[Photo-based point labeling data]

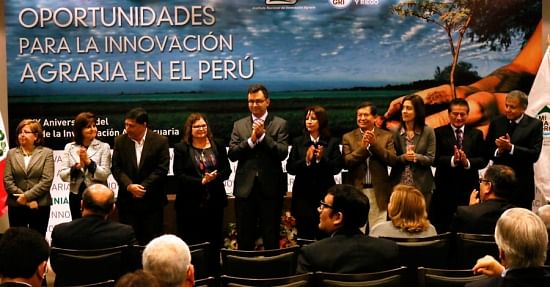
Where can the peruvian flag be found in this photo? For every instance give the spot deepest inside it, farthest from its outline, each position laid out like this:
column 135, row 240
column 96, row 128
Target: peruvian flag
column 3, row 153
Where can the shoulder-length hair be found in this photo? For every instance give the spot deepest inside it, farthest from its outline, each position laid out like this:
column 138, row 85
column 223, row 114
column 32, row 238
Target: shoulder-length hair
column 188, row 126
column 407, row 209
column 322, row 118
column 35, row 127
column 81, row 121
column 419, row 110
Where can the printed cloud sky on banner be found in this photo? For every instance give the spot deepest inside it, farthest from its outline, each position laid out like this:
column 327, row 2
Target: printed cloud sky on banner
column 320, row 47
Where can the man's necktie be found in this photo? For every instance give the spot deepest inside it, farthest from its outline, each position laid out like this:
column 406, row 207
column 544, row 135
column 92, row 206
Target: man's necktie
column 459, row 138
column 511, row 127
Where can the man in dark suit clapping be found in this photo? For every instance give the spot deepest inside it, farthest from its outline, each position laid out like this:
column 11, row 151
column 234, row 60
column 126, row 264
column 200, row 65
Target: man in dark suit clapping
column 259, row 142
column 140, row 164
column 342, row 213
column 93, row 230
column 460, row 154
column 515, row 140
column 522, row 242
column 487, row 204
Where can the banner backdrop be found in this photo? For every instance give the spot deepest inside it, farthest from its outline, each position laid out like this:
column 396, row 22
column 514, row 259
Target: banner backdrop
column 178, row 57
column 539, row 106
column 3, row 153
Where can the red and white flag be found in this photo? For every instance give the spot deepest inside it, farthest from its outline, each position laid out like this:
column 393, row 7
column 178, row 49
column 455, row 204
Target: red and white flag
column 3, row 153
column 539, row 106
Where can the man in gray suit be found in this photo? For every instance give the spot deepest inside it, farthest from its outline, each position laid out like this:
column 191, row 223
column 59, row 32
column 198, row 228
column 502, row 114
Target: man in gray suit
column 259, row 142
column 368, row 151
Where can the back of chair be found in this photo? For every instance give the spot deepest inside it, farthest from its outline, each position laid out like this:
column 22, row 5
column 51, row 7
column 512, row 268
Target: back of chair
column 304, row 241
column 80, row 267
column 108, row 283
column 387, row 278
column 260, row 264
column 471, row 247
column 433, row 251
column 428, row 277
column 301, row 280
column 199, row 259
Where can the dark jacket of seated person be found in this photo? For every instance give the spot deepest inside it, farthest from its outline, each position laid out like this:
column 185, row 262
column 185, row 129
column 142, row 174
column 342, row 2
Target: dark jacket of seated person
column 93, row 230
column 342, row 212
column 522, row 241
column 495, row 189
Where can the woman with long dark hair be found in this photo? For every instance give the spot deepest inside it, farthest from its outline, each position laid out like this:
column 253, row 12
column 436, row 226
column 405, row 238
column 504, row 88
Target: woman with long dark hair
column 314, row 159
column 28, row 176
column 86, row 160
column 415, row 148
column 201, row 167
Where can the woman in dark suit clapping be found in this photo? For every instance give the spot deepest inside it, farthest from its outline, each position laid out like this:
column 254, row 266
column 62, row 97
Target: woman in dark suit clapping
column 415, row 148
column 86, row 160
column 28, row 176
column 201, row 167
column 314, row 159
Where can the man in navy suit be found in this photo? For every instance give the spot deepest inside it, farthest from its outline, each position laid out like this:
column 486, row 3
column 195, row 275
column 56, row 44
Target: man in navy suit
column 140, row 164
column 487, row 204
column 259, row 142
column 515, row 140
column 347, row 250
column 94, row 230
column 23, row 257
column 460, row 154
column 522, row 241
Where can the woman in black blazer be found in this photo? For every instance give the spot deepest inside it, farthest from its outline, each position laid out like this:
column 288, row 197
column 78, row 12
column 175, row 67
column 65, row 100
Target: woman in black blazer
column 28, row 176
column 201, row 167
column 314, row 159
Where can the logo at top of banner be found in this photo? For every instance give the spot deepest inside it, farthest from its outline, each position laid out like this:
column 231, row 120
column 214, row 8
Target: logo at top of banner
column 280, row 2
column 3, row 142
column 544, row 116
column 340, row 4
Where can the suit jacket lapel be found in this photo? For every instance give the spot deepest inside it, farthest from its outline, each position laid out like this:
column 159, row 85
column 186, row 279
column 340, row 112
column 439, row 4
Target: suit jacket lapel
column 93, row 148
column 19, row 159
column 34, row 158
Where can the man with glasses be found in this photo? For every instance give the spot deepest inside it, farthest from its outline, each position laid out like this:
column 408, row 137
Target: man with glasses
column 259, row 142
column 347, row 250
column 368, row 151
column 515, row 140
column 460, row 154
column 486, row 205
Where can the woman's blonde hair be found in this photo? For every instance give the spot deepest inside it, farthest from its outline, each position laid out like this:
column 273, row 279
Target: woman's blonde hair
column 407, row 209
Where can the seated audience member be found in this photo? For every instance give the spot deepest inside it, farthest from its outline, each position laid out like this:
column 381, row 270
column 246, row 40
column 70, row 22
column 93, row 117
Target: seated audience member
column 342, row 213
column 94, row 230
column 138, row 278
column 544, row 214
column 23, row 257
column 168, row 258
column 522, row 242
column 495, row 189
column 407, row 212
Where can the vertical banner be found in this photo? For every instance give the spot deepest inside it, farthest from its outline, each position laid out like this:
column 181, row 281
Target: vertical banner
column 539, row 106
column 3, row 153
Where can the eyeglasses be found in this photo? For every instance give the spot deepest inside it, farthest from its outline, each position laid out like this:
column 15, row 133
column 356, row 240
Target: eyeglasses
column 257, row 102
column 323, row 205
column 200, row 127
column 481, row 180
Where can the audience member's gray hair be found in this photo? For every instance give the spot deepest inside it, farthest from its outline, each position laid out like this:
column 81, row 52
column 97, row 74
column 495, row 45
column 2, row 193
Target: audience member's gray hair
column 522, row 236
column 168, row 258
column 544, row 214
column 521, row 96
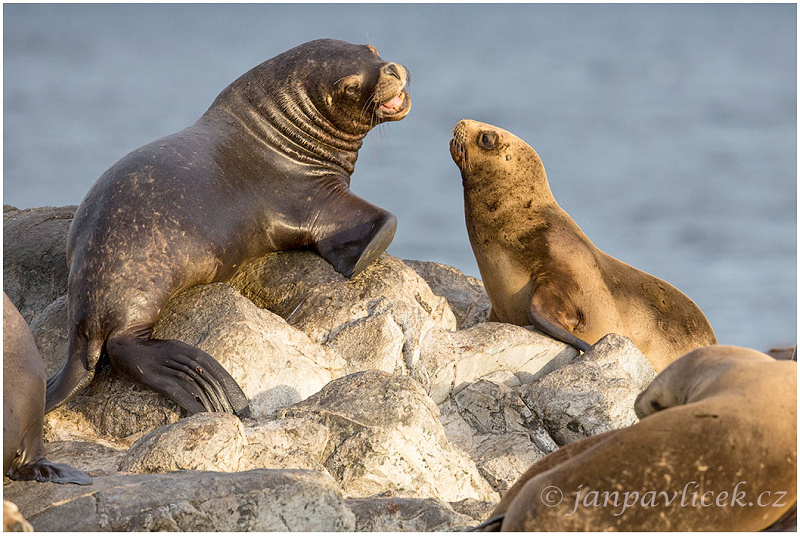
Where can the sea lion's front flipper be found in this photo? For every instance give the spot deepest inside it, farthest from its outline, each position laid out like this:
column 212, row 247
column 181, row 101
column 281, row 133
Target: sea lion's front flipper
column 183, row 373
column 548, row 314
column 350, row 232
column 43, row 470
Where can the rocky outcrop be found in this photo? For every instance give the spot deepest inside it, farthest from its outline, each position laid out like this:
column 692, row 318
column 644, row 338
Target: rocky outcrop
column 385, row 402
column 34, row 256
column 258, row 500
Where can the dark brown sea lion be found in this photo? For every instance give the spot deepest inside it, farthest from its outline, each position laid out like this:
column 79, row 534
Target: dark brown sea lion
column 715, row 450
column 266, row 168
column 539, row 268
column 23, row 407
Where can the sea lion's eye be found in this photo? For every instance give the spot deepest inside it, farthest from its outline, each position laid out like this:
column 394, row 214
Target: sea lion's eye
column 487, row 140
column 350, row 86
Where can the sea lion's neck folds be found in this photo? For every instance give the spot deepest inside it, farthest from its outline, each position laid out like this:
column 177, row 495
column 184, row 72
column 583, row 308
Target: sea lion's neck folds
column 292, row 125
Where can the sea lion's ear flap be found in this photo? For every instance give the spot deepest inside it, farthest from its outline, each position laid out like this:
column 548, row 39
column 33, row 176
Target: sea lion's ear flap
column 350, row 85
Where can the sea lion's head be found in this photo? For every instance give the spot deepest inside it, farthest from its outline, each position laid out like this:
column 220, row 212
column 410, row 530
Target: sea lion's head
column 494, row 162
column 348, row 85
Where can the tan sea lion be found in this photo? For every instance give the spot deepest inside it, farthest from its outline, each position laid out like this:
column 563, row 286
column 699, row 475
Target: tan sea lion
column 715, row 450
column 539, row 268
column 23, row 407
column 266, row 168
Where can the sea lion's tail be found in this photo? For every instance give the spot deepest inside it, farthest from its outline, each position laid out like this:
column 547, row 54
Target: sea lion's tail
column 77, row 372
column 490, row 525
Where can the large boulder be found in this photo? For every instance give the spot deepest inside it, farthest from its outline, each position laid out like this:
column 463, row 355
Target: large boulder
column 451, row 360
column 202, row 442
column 34, row 256
column 593, row 394
column 406, row 514
column 275, row 364
column 378, row 317
column 386, row 435
column 465, row 294
column 489, row 420
column 259, row 500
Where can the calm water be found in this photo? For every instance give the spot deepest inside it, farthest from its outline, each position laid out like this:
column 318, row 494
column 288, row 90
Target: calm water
column 668, row 131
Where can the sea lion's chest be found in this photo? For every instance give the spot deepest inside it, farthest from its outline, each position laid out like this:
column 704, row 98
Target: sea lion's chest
column 508, row 284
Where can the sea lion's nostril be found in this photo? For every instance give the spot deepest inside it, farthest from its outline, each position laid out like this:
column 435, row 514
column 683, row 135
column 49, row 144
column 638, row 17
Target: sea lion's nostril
column 391, row 70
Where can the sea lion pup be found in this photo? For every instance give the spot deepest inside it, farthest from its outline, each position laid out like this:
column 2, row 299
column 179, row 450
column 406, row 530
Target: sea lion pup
column 266, row 168
column 715, row 450
column 23, row 407
column 539, row 268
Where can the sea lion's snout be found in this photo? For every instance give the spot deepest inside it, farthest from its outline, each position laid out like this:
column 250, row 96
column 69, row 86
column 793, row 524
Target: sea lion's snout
column 391, row 93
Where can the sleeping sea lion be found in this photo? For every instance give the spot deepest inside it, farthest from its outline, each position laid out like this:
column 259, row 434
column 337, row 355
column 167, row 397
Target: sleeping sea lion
column 715, row 450
column 23, row 407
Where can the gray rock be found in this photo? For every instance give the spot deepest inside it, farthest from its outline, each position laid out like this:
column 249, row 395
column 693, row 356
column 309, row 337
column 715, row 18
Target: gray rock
column 407, row 514
column 449, row 361
column 593, row 394
column 491, row 423
column 275, row 364
column 465, row 294
column 385, row 435
column 34, row 257
column 202, row 442
column 286, row 444
column 305, row 290
column 258, row 500
column 477, row 510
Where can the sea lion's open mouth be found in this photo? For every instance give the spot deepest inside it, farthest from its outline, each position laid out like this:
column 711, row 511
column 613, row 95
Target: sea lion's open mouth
column 395, row 108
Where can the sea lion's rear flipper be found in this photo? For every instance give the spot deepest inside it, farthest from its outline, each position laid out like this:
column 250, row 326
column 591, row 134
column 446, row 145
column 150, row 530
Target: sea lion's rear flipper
column 42, row 470
column 183, row 373
column 76, row 374
column 350, row 233
column 548, row 314
column 490, row 525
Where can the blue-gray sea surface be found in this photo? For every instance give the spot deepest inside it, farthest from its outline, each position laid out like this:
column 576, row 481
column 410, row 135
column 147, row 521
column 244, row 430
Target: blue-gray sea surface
column 669, row 132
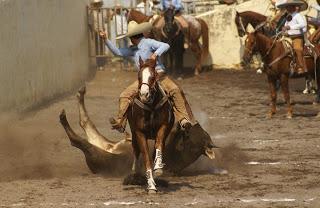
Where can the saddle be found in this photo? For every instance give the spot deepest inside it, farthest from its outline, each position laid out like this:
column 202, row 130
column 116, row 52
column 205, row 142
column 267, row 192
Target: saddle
column 309, row 50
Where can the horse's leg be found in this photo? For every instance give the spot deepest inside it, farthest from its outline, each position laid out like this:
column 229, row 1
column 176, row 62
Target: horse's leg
column 159, row 144
column 143, row 146
column 196, row 48
column 273, row 90
column 317, row 78
column 136, row 152
column 286, row 94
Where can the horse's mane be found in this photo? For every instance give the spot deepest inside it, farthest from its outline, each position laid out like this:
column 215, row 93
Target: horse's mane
column 148, row 63
column 137, row 16
column 253, row 15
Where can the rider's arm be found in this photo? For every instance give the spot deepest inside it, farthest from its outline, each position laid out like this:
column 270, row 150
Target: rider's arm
column 301, row 23
column 177, row 4
column 123, row 52
column 316, row 7
column 158, row 47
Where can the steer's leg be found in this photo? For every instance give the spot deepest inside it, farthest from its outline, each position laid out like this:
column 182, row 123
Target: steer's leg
column 273, row 91
column 196, row 48
column 143, row 146
column 160, row 139
column 136, row 152
column 286, row 94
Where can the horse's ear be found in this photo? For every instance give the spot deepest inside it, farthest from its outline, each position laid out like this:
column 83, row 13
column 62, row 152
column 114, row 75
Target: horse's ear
column 140, row 61
column 250, row 29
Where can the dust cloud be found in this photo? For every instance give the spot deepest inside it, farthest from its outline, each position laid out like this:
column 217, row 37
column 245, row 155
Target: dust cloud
column 26, row 152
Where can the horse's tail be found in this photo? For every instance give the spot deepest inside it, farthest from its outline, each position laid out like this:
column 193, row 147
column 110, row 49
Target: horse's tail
column 205, row 38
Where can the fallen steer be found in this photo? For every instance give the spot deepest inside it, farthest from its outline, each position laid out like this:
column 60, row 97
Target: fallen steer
column 104, row 155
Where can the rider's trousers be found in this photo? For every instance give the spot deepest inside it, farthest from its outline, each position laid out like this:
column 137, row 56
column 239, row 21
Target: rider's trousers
column 298, row 44
column 181, row 107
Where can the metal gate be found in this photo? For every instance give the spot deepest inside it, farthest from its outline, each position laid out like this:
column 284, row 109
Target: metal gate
column 111, row 20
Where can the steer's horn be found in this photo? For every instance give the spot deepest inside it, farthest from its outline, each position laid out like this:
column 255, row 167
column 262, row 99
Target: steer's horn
column 94, row 136
column 75, row 139
column 250, row 28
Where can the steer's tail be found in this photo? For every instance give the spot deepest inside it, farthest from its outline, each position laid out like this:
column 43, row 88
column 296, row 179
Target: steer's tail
column 205, row 38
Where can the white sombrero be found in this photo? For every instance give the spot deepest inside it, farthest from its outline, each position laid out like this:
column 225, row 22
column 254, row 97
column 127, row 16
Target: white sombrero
column 284, row 3
column 135, row 29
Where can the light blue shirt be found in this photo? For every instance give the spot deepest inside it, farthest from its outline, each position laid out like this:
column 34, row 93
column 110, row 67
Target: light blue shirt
column 165, row 4
column 144, row 49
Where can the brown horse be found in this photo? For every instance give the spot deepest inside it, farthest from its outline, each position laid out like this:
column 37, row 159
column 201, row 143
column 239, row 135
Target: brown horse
column 150, row 117
column 170, row 31
column 243, row 19
column 134, row 15
column 277, row 62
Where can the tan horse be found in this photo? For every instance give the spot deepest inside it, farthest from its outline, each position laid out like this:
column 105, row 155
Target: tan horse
column 277, row 62
column 168, row 29
column 150, row 117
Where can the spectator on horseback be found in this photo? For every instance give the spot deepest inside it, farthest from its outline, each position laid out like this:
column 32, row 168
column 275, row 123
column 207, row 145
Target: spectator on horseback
column 278, row 18
column 146, row 48
column 176, row 5
column 296, row 27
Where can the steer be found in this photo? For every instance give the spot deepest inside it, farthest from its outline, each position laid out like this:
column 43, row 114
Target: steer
column 104, row 155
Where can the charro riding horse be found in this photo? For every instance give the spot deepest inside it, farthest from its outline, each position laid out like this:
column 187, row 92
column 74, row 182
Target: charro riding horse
column 197, row 29
column 170, row 31
column 150, row 117
column 243, row 19
column 278, row 65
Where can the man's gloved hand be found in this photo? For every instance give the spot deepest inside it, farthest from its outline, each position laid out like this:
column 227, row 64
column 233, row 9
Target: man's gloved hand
column 103, row 34
column 285, row 28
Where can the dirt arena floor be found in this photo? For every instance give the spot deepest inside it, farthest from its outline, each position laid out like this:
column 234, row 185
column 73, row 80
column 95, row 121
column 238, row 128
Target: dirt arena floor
column 270, row 162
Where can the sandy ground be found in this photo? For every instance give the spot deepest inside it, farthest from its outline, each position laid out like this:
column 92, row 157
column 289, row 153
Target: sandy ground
column 271, row 163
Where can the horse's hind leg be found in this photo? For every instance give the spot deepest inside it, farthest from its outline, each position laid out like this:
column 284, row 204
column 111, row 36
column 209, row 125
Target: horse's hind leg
column 286, row 94
column 196, row 48
column 143, row 146
column 317, row 100
column 158, row 165
column 136, row 152
column 273, row 90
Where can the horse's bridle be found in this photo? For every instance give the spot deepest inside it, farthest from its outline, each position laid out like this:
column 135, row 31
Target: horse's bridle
column 241, row 23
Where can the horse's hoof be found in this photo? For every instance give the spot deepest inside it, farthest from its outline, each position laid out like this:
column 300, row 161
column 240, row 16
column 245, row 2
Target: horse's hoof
column 152, row 191
column 158, row 172
column 269, row 116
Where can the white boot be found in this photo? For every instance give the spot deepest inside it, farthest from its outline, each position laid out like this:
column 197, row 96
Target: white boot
column 158, row 160
column 151, row 183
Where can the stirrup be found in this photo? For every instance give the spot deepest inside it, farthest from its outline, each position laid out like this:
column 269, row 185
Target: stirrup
column 185, row 125
column 116, row 125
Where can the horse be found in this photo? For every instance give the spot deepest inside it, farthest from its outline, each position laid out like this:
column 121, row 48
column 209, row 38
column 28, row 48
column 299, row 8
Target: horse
column 137, row 16
column 170, row 31
column 150, row 117
column 243, row 19
column 277, row 62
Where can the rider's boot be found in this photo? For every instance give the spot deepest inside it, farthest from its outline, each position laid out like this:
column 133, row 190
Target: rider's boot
column 301, row 69
column 150, row 182
column 185, row 29
column 182, row 110
column 119, row 123
column 158, row 164
column 298, row 47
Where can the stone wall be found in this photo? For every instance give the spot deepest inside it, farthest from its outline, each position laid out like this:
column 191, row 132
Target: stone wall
column 43, row 50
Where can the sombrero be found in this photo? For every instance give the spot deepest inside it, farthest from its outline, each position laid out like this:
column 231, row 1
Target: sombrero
column 135, row 29
column 284, row 3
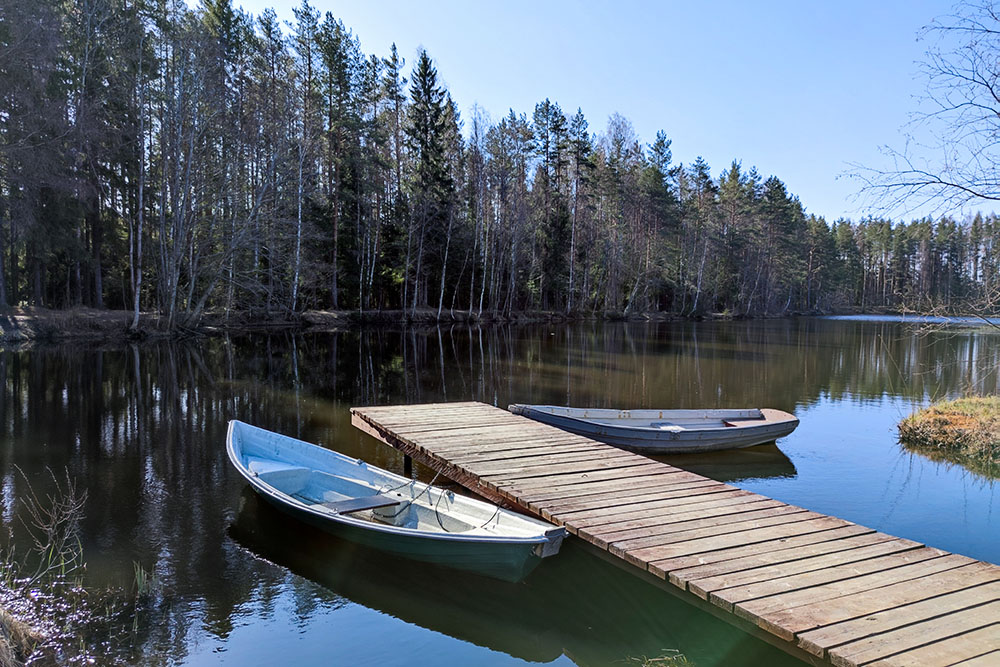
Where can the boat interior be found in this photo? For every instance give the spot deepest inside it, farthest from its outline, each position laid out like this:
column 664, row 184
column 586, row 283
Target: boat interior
column 411, row 505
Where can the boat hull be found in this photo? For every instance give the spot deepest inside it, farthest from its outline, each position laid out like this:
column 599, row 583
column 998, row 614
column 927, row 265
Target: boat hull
column 419, row 522
column 750, row 427
column 507, row 562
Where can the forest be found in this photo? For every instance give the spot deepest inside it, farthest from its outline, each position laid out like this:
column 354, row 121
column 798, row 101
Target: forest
column 155, row 157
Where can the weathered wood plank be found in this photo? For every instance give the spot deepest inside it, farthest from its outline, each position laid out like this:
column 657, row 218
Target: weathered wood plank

**Task requirements**
What are the lines from the one with "Where can the boat hull" through the last line of the records above? Quote them exactly and add nothing.

**Written solution**
Where can the boat hull be found in this photo? For every instance give the spot deepest inside it, farthest from its outline, each position laid out like this:
column 599, row 583
column 998, row 614
column 927, row 265
Target: boat hull
column 419, row 522
column 750, row 427
column 507, row 562
Where can the forest be found in this photo? For every instance give the spot deepest inside it, farthest from its outline, each position laid out like this:
column 354, row 121
column 798, row 101
Target: forest
column 155, row 157
Where can the weathered wood plank be found in this photo? For every instance give the spot deepest inside it, farthest from its outline, each position laid out like this:
column 657, row 218
Target: weathered wood plank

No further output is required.